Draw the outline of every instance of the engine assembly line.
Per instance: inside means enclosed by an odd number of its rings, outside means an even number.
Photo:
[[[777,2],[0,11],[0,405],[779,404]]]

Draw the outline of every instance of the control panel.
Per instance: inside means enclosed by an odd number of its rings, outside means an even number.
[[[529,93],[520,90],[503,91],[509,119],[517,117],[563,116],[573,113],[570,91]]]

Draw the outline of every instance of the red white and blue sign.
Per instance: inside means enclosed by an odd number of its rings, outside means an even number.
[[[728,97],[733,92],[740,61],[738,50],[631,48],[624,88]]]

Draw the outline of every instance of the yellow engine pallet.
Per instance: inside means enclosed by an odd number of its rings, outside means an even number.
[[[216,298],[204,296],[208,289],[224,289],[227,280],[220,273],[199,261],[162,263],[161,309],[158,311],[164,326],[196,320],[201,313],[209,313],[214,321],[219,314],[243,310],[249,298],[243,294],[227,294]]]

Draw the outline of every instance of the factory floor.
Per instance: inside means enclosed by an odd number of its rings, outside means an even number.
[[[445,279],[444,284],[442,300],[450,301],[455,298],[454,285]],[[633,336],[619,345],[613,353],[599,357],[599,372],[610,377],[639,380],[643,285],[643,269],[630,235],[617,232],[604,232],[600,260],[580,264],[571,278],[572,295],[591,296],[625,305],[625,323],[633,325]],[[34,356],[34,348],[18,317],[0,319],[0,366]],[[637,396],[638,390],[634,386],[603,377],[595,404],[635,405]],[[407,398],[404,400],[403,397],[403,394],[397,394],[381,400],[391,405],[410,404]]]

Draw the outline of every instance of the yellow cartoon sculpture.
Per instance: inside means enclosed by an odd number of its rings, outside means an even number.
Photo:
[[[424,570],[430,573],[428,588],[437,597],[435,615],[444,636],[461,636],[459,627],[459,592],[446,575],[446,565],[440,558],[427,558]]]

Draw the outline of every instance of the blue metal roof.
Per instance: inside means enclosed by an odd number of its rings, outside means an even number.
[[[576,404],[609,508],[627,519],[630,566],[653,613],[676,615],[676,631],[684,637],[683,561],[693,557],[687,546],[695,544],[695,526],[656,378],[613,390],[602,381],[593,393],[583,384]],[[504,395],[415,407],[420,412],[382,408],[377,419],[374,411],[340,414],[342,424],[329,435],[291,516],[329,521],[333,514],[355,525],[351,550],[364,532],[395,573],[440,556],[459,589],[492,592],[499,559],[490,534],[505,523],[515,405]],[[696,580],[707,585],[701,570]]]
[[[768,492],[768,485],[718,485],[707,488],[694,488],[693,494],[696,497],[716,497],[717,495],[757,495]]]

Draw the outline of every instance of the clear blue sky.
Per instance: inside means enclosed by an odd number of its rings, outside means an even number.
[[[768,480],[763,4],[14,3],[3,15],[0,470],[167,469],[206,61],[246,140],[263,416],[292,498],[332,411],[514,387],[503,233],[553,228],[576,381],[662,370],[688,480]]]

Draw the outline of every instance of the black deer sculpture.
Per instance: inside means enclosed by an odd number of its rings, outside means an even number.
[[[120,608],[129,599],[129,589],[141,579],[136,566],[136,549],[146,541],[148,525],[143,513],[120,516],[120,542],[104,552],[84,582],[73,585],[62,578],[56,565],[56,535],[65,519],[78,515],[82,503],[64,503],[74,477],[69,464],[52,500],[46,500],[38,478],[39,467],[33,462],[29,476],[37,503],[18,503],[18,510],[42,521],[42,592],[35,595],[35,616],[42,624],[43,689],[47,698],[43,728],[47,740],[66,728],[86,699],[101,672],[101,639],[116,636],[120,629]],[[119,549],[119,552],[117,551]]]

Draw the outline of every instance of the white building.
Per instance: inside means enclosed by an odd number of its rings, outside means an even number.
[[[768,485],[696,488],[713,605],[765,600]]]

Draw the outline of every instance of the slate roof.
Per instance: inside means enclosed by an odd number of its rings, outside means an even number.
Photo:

○ ○ ○ ○

### Exercise
Only the lines from the one holding "Draw the outline of every instance of the black" through the end of the listing should be given again, exactly and with both ends included.

### Expected answer
Draw the outline of every instance of the black deer sculpture.
Per instance: inside means enclosed by an odd number of its rings, outside means an even number.
[[[120,608],[129,599],[129,589],[141,579],[136,566],[136,549],[146,541],[148,525],[143,513],[120,516],[120,542],[104,552],[84,582],[73,585],[62,578],[56,565],[56,535],[65,519],[78,515],[82,503],[64,503],[74,477],[69,464],[52,500],[46,500],[38,478],[39,467],[33,462],[29,476],[37,503],[18,503],[18,510],[42,521],[42,592],[35,595],[35,616],[42,624],[43,689],[47,698],[43,728],[47,740],[66,728],[86,699],[101,672],[101,639],[116,636],[120,629]],[[119,549],[119,552],[117,551]]]

Draw the outline of every instance of the white building.
Per instance: inside means enclosed by an odd number of its rings, outside means an even number.
[[[768,485],[696,488],[713,605],[765,600]]]

Draw the outline of every instance of the slate roof.
Per instance: inside means enclosed by an odd number of its rings, outside means an even number.
Photo:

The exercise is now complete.